Start Provided entries

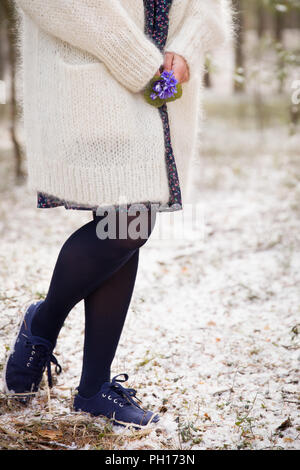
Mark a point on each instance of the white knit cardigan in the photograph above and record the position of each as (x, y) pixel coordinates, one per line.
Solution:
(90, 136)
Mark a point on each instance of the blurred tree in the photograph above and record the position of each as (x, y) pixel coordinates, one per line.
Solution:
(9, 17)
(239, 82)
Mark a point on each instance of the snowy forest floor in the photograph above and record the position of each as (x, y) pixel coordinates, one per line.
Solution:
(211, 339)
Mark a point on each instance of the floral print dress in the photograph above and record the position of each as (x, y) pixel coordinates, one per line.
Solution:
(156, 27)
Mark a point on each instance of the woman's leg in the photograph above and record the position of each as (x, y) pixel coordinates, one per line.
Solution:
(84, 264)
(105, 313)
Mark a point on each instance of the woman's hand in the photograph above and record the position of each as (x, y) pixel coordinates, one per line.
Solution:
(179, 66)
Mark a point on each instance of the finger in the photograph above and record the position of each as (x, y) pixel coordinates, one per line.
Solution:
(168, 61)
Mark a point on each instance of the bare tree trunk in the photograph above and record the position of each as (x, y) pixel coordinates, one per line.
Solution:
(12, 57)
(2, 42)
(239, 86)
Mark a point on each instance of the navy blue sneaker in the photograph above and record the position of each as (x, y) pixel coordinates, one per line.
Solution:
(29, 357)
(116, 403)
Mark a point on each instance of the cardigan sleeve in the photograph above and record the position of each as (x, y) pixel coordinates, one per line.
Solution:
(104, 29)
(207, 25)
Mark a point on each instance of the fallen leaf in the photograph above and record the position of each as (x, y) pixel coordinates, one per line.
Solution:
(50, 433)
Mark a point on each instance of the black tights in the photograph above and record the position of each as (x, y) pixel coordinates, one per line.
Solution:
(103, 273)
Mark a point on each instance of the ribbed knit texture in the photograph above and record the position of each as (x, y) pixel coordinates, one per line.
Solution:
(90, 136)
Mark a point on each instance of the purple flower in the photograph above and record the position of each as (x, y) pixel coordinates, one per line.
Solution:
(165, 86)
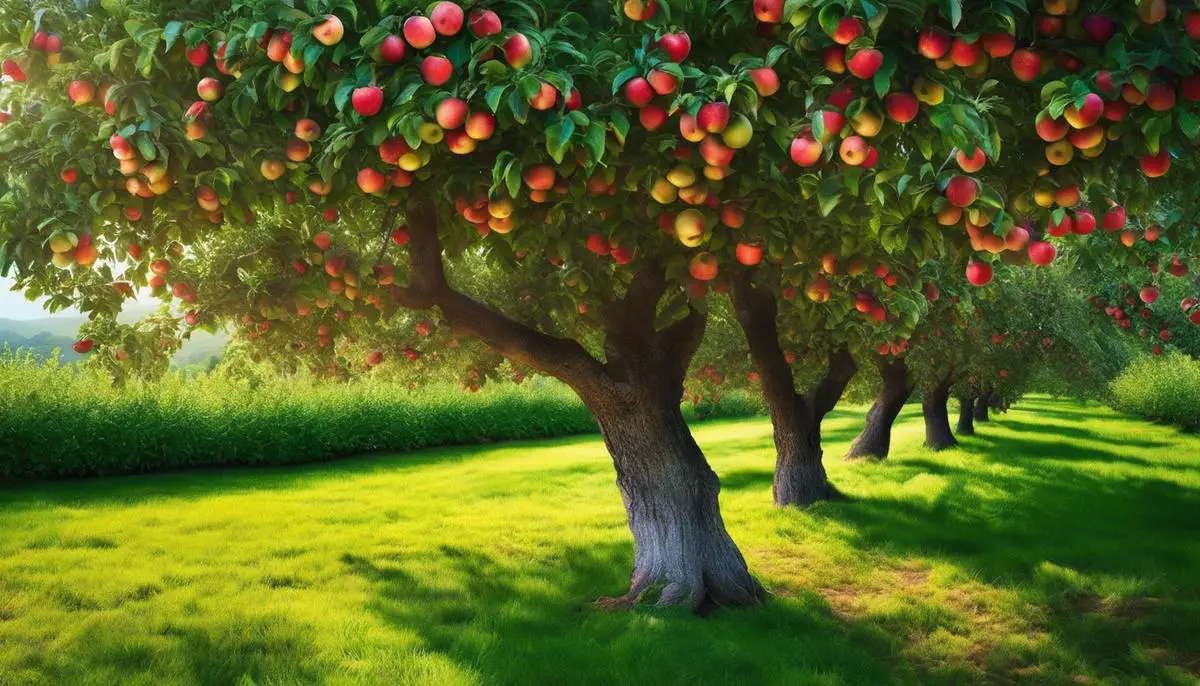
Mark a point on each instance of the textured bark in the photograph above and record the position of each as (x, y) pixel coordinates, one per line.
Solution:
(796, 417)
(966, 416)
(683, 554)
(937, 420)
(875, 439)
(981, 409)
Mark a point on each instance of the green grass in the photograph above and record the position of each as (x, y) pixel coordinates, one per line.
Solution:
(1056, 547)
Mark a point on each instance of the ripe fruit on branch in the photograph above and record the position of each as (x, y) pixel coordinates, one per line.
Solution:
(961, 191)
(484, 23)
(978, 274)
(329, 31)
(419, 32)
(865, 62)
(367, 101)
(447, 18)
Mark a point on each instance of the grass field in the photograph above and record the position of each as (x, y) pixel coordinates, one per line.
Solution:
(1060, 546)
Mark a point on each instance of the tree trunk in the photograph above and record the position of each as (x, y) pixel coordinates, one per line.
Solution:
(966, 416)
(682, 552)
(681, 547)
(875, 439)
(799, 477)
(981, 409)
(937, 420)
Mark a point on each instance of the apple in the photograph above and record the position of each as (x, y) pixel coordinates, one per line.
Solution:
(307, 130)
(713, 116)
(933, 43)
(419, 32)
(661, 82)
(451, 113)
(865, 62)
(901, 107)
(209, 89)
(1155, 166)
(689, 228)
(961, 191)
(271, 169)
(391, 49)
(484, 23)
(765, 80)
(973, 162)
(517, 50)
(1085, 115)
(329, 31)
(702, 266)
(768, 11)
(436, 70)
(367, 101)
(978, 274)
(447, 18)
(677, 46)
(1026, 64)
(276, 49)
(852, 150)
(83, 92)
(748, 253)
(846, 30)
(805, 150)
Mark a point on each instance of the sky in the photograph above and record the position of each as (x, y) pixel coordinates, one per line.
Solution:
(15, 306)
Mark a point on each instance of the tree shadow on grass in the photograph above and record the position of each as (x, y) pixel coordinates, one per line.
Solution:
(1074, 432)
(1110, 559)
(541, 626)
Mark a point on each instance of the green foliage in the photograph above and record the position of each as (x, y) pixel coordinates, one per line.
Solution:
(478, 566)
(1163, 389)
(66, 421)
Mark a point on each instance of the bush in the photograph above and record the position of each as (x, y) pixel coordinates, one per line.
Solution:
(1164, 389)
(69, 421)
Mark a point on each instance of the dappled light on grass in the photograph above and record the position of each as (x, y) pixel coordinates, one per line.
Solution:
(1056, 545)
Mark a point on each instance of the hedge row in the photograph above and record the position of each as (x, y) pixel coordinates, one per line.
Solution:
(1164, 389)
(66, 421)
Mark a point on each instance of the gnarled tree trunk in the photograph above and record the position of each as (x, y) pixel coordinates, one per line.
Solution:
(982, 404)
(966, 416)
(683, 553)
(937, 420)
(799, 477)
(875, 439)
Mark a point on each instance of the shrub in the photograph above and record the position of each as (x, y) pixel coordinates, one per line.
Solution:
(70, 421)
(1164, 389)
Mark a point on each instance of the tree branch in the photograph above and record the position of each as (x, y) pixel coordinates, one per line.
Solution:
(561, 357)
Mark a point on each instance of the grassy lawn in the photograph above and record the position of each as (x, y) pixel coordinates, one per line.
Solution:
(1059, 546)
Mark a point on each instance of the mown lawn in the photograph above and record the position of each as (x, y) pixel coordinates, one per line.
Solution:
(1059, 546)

End Provided entries

Goal
Return precisely the lines of the records, starting with the line that holds "Mark a point on each instance of the gnarled" and ending with the last one.

Complete output
Mark a point on each instance of the gnarled tree trunk in the photograph above and record the position of each as (x, y) pixel coordinates, one per line.
Solution:
(982, 404)
(966, 416)
(683, 553)
(937, 420)
(799, 477)
(875, 439)
Mark a point on each instance of the shrub in the photograph above and record the position of each as (x, y) pixel coordinates, one per line.
Solution:
(70, 421)
(1164, 389)
Mark a point on each instance of the tree branch in the photograph above and record the position of each as (x, y) pixel coordinates, one per line.
Solution:
(561, 357)
Mark a point on each instance of the grassy lawn in the photograph above and record the position of each as (x, y) pixel coordinates, one per line.
Solution:
(1059, 546)
Mark a point on each instance of the mown lawn in the photograph above and record the position of each as (x, y) pixel coordinates, one per line.
Solution:
(1059, 546)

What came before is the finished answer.